__Data under study__.
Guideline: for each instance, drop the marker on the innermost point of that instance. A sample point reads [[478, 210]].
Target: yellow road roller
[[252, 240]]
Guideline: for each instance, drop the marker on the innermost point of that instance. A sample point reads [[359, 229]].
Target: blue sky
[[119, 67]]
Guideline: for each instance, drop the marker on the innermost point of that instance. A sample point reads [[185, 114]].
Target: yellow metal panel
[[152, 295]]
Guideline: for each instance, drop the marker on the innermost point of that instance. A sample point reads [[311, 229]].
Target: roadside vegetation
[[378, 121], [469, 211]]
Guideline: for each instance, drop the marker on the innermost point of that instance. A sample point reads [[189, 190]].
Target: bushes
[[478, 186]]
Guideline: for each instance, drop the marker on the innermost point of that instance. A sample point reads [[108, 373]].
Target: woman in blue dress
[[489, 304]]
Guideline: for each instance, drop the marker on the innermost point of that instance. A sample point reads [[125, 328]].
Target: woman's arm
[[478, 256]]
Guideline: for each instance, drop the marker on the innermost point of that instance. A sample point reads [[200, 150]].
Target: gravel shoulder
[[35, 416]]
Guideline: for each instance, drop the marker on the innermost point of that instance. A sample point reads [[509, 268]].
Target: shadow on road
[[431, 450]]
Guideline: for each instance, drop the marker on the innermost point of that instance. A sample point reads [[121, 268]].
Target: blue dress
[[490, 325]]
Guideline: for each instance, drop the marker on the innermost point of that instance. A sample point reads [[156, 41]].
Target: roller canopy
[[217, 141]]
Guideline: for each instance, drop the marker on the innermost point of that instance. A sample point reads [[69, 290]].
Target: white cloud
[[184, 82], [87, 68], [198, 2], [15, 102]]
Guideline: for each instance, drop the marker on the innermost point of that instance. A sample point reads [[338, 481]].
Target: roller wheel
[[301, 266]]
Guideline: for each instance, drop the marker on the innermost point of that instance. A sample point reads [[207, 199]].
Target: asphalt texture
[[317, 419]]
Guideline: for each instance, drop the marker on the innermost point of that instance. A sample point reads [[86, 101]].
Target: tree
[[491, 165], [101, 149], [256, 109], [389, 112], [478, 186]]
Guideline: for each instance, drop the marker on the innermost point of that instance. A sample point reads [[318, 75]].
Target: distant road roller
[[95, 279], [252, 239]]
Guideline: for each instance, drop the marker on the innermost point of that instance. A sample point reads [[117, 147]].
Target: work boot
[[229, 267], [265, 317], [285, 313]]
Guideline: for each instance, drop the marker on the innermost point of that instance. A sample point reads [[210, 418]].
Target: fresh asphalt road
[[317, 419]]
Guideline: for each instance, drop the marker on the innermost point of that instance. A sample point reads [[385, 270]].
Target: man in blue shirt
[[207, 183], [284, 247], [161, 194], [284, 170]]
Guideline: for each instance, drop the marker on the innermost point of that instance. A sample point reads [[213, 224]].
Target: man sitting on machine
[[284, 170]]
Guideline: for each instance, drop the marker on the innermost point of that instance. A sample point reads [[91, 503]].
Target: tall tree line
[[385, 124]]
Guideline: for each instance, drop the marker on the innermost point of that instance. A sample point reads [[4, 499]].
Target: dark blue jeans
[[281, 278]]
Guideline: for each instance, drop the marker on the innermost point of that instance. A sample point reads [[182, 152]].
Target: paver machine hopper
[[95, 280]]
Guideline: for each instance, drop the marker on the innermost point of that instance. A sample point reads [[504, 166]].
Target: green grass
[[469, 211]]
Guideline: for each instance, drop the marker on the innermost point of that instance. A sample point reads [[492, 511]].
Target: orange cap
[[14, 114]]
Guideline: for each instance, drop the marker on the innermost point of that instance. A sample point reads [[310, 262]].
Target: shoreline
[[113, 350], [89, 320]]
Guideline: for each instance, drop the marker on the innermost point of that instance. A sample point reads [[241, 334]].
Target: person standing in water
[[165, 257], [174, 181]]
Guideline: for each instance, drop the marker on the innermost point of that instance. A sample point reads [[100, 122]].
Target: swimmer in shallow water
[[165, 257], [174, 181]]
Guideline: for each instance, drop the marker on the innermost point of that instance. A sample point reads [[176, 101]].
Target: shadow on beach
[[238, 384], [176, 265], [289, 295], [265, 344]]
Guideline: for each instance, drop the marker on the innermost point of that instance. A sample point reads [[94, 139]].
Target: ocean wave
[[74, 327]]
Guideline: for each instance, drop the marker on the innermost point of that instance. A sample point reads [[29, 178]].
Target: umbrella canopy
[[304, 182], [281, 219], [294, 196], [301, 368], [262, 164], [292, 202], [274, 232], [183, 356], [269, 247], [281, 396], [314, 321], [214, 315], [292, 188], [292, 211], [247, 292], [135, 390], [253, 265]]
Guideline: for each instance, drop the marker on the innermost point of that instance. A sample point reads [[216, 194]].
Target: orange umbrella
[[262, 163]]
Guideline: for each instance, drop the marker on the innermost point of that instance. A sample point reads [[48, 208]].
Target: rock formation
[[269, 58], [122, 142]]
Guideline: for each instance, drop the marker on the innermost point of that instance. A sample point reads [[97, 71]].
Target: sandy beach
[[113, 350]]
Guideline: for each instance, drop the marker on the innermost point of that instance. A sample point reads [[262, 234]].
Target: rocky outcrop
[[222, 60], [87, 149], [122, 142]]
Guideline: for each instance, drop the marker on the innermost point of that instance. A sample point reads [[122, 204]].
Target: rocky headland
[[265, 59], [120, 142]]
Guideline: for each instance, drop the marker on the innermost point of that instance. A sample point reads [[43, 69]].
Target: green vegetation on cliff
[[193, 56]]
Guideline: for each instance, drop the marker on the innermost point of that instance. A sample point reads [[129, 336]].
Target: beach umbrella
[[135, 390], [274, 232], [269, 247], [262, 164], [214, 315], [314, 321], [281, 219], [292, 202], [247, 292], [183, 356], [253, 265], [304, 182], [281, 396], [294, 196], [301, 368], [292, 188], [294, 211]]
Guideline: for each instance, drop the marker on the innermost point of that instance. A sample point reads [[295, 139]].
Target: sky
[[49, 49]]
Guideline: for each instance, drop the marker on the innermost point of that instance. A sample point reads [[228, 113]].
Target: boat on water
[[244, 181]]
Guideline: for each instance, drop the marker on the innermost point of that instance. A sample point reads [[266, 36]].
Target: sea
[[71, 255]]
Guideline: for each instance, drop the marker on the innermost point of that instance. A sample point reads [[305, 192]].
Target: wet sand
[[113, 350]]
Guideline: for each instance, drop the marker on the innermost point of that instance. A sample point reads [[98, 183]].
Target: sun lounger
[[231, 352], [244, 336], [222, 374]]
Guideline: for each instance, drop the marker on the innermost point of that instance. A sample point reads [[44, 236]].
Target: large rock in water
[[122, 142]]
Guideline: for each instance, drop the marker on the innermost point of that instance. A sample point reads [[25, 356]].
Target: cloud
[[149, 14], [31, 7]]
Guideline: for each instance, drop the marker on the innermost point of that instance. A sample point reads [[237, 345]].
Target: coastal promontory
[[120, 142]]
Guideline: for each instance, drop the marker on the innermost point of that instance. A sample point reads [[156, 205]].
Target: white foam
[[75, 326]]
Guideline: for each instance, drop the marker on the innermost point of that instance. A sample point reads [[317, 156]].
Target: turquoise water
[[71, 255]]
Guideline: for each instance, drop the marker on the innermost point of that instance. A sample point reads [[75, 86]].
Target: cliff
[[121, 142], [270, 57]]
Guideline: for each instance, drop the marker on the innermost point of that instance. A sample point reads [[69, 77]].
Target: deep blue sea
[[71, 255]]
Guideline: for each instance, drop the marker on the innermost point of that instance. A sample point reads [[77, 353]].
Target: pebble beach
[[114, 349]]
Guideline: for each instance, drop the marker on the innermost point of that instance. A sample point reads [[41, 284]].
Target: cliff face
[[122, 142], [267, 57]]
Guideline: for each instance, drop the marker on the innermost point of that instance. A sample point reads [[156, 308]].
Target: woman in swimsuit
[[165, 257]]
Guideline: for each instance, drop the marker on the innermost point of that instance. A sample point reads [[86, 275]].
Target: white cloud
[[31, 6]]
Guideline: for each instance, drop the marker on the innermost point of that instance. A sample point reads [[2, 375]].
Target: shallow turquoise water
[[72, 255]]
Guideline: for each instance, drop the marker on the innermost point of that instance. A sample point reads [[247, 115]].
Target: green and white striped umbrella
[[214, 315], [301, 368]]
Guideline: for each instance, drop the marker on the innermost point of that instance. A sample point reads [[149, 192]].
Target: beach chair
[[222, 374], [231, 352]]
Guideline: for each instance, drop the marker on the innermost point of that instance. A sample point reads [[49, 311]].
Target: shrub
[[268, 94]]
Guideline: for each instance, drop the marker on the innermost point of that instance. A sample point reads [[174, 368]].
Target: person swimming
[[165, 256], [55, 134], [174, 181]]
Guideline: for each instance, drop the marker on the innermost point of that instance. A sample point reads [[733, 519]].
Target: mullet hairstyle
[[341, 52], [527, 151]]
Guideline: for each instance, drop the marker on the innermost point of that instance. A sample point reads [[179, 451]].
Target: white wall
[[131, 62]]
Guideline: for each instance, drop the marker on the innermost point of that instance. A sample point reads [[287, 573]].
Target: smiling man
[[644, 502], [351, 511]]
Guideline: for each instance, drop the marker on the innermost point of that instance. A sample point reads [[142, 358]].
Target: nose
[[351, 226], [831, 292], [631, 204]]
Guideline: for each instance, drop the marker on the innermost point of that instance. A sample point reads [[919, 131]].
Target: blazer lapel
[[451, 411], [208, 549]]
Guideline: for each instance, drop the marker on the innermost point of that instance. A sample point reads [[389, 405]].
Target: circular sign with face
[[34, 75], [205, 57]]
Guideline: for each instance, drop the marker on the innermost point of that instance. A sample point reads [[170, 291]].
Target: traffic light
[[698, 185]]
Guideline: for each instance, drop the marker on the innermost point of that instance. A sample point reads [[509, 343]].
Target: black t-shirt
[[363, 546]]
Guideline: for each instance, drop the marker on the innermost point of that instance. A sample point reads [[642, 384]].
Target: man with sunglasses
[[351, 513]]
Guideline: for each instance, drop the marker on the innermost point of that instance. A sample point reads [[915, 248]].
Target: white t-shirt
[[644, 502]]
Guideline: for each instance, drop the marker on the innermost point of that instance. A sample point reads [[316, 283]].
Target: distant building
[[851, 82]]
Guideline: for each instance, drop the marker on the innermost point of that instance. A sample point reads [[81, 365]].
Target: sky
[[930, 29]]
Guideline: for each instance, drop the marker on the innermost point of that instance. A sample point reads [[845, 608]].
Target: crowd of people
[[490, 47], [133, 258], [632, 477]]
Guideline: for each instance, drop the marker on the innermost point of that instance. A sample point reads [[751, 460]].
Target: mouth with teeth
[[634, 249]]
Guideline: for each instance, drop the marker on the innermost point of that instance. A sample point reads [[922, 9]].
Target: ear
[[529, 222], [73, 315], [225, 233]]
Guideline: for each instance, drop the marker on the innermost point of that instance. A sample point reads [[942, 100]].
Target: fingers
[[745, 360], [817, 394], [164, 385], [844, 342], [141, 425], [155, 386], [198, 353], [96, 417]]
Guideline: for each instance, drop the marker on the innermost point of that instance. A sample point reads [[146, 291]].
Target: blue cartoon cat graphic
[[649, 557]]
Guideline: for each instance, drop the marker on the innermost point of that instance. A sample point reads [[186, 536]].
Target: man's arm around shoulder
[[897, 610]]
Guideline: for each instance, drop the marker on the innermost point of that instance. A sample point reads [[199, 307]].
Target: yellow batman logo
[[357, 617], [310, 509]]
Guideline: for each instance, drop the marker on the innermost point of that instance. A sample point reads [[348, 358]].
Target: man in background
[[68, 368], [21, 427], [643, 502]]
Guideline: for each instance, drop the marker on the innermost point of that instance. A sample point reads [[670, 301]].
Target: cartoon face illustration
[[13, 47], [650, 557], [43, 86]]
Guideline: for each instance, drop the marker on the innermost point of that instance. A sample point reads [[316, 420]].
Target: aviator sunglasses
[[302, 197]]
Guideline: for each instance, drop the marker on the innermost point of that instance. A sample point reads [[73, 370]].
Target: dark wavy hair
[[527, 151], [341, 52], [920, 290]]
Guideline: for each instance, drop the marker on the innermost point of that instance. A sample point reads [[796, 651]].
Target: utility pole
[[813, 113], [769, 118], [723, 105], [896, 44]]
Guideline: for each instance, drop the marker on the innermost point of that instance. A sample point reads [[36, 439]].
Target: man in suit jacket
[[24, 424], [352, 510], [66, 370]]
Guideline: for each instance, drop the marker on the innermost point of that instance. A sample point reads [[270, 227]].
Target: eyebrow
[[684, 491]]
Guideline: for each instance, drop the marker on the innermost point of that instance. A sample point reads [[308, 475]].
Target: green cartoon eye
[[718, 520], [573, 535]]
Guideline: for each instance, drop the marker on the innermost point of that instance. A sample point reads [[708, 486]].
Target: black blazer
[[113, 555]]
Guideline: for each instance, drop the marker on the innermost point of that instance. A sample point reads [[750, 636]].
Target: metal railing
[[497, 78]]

__Your instructions__.
Look above for the line that contains "reads [[210, 418]].". Starting there, transcribe every line exactly until you have copied the line that contains "reads [[91, 503]].".

__Written reply__.
Guideline: for each instance, drop the marker on the innermost point of that instance. A sample point reads [[210, 418]].
Target: fresh asphalt road
[[317, 419]]
Guideline: for each instance, drop the marker on the innermost point of that instance. A sample point reads [[385, 270]].
Target: man in blue shirt
[[207, 183], [284, 247], [161, 194], [284, 170]]
Guideline: for each instance, drop the marker on the innermost point of that instance. A sample point reads [[213, 224]].
Target: man sitting on machine
[[284, 170]]
Guideline: for each instance, drop the marker on the innermost point of that instance. A sample point reads [[91, 503]].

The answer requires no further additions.